--- Stated exercise ---
Write out the whole listing again, exactly as given.

--- Records for the exercise ---
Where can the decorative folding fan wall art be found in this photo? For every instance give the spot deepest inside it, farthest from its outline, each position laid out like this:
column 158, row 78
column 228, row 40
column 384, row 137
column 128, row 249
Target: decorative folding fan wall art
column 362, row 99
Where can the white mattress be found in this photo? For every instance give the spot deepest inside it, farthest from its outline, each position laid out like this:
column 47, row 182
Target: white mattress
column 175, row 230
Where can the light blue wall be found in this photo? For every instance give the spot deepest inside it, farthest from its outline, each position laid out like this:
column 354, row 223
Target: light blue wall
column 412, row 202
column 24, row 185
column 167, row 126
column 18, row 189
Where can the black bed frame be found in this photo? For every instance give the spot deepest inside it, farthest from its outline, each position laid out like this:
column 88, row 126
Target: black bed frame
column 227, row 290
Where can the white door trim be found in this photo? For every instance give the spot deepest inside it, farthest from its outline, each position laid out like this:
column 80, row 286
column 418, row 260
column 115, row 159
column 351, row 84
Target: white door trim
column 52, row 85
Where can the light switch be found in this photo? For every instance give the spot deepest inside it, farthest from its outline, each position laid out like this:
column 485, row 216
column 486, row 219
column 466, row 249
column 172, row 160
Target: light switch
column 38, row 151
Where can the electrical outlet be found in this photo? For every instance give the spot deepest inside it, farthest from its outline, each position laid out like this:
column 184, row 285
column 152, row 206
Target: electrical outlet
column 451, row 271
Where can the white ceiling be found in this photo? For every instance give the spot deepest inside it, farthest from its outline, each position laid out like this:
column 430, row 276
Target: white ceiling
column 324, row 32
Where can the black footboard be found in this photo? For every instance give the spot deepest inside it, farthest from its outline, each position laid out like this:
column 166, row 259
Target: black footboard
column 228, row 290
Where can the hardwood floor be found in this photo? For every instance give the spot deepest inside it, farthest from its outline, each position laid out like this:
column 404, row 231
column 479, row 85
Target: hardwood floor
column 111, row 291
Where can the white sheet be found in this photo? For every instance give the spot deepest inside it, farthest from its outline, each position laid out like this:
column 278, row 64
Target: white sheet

--- Written answer ---
Where can the decorative folding fan wall art be found in this photo? For every instance give the spot deepest inside it, farthest from its outline, each position laid out like this:
column 158, row 78
column 228, row 40
column 384, row 137
column 128, row 249
Target: decorative folding fan wall art
column 362, row 99
Where can the white mattress be found in this photo? For every instance give the spot deepest inside it, farthest from its outline, each position laid out like this:
column 47, row 182
Target: white mattress
column 175, row 230
Where can the light blue wall be found in this photo? For every instance give the spot deepest inside it, farthest from its outline, each position laid out like this:
column 354, row 223
Target: light blue wall
column 412, row 202
column 24, row 185
column 167, row 126
column 18, row 189
Where can the black bed frame be found in this photo? For every instance give the spot deepest inside it, farthest from its outline, each position laid out like this:
column 88, row 126
Target: black bed frame
column 227, row 290
Where can the white door trim be found in this photo? For every instance give the spot deepest inside it, farthest from its outline, each position laid out like this:
column 80, row 286
column 418, row 260
column 115, row 159
column 351, row 84
Target: white door trim
column 52, row 85
Where can the light switch be found in this photo? For every instance give the spot deepest inside it, farthest from its outline, each position laid out like this:
column 485, row 216
column 486, row 219
column 466, row 249
column 172, row 160
Target: light switch
column 38, row 151
Where can the electrical outlet be found in this photo? For every instance give the spot deepest inside it, farthest from its outline, each position laid out like this:
column 184, row 285
column 152, row 206
Target: electrical outlet
column 451, row 271
Where can the white ceiling be found in this photo? For every instance give the spot deepest inside it, farthest from its outline, each position laid out like this:
column 430, row 276
Target: white ceiling
column 324, row 32
Where can the black footboard be found in this photo? For every instance give the spot deepest inside it, farthest from its outline, each position laid out like this:
column 166, row 259
Target: black footboard
column 228, row 290
Where can the hardwood floor be found in this photo? For every instance give the spot deepest inside it, farthest from its outline, each position laid out like this:
column 404, row 231
column 479, row 85
Target: hardwood floor
column 111, row 291
Where can the white sheet be found in this photo? For every instance give the spot deepest inside it, farthest from its outline, each position laid out like this:
column 278, row 64
Target: white sheet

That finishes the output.